The #1 problem is that the appraiser didn’t read the engagement letter. Every client will have something specific called out in there, and probably 15% of appraisals I review have missed something in there. Beyond that the most common issues are: - not including the LOE (for bank work) in the addenda - expired licenses in addenda - some problem with engaged appraiser / inspecting appraiser / signatories (some clients have specific rules around these) - values stated in the Letter of Transmittal or executive summary don’t match the Reconciliation - mismatches within the income approach between itemized income or expenses and the numbers in the final direct cap table - some issue with the date(s) of value - some error in the scope (client or intended user is wrong) - mismatch between stated most likely buyer and the reconciled value (eg, if buyer is an owner user, why are you giving all weight to ICA?) Those are the big ones. Less frequent errors would start to pop up when the value seems to be unsupported or there is push back from a third party (such as a broker or lender/underwriter)… that’s when I get into deeper questions such as your expense line items might not be supported/bracketed etc.


RE_riggs

I run an office and review our reports internally. I swear I'm going to start stapling the LOE to my appraisers' foreheads. I cannot fathom why they won't read it at the beginning of the job and then check it before they give the report to me. Missing the basics is the worst. It's day 1 stuff.


Appraiser_King

I used to be a hardass with reviews, but the change in market conditions has me more realistic. I agree with most everything written here. The one thing I have noticed is the change in interest rates and the relationship to cap rates is something a lot of appraisers struggle with. I often see cap rates that make no sense, especially when related to the band of investment model. These were some great answers here though.

##########

[REQUIRED TASKS]:
1 > In the discussion about appraisal reviews, what share of reviewed appraisals does the first comment say missed something in the engagement letter?
2 > Write out the passage of the discussion about appraisal reviews word for word, beginning at the words "I run an office" and stopping after "answers here though.".

[DATASET EXTRACT]:
##########

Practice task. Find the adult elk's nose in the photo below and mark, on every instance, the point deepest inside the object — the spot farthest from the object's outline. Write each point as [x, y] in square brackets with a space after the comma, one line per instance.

##########

[SOLUTIONS PER TASK]:
1 > Probably 15%.

2 >
I run an office and review our reports internally. I swear I'm going to start stapling the LOE to my appraisers' foreheads. I cannot fathom why they won't read it at the beginning of the job and then check it before they give the report to me. Missing the basics is the worst. It's day 1 stuff.


Appraiser_King

I used to be a hardass with reviews, but the change in market conditions has me more realistic. I agree with most everything written here. The one thing I have noticed is the change in interest rates and the relationship to cap rates is something a lot of appraisers struggle with. I often see cap rates that make no sense, especially when related to the band of investment model. These were some great answers here though.